● DESCRIPTION OF THE TASK:
Copy out the data starting with the line containing "Might I trouble you for the coordinates of the man's lips" and continuing through the last line of the data, keeping the requests, and offset every coordinate number in the answers by -142.

● STORED RECORDS:
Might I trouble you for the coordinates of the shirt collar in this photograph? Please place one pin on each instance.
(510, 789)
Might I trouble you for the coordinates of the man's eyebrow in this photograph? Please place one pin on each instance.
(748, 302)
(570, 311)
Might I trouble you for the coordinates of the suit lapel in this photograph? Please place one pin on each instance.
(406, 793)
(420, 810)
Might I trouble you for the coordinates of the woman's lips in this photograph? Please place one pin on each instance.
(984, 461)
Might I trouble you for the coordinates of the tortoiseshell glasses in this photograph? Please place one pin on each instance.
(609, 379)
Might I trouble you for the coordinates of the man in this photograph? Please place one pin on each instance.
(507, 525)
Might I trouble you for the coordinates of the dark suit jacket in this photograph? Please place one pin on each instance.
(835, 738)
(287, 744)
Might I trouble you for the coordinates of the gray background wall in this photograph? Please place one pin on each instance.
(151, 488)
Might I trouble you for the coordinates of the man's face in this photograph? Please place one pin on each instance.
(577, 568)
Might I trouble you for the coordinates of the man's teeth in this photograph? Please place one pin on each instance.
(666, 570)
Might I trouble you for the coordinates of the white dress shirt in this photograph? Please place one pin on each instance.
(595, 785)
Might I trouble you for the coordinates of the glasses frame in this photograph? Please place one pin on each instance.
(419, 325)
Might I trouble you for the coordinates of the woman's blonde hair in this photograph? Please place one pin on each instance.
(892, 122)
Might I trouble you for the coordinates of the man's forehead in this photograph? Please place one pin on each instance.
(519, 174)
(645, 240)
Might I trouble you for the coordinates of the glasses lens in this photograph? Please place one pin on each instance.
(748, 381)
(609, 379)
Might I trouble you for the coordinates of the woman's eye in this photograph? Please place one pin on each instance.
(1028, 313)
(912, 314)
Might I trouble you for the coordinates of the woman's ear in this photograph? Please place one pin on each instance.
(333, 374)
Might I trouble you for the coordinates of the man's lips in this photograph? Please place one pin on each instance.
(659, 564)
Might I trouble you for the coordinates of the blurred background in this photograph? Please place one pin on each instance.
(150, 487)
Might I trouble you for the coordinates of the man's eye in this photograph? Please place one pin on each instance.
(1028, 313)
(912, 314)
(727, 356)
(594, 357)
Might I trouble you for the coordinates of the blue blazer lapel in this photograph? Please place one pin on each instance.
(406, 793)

● EXERCISE RESPONSE:
Might I trouble you for the coordinates of the man's lips in this photograph? Please place one pin on each instance.
(517, 422)
Might I trouble you for the coordinates of the blurred background in this photograph? Please place one pin on each instance.
(8, 345)
Might I trouble you for the coordinates of the man's eye in this photograph? Please place one pin on each instance.
(886, 171)
(770, 172)
(585, 214)
(452, 215)
Might I trouble you for the coordinates of the blue blazer lapel in this photograph? Please place one pin on each instance.
(264, 651)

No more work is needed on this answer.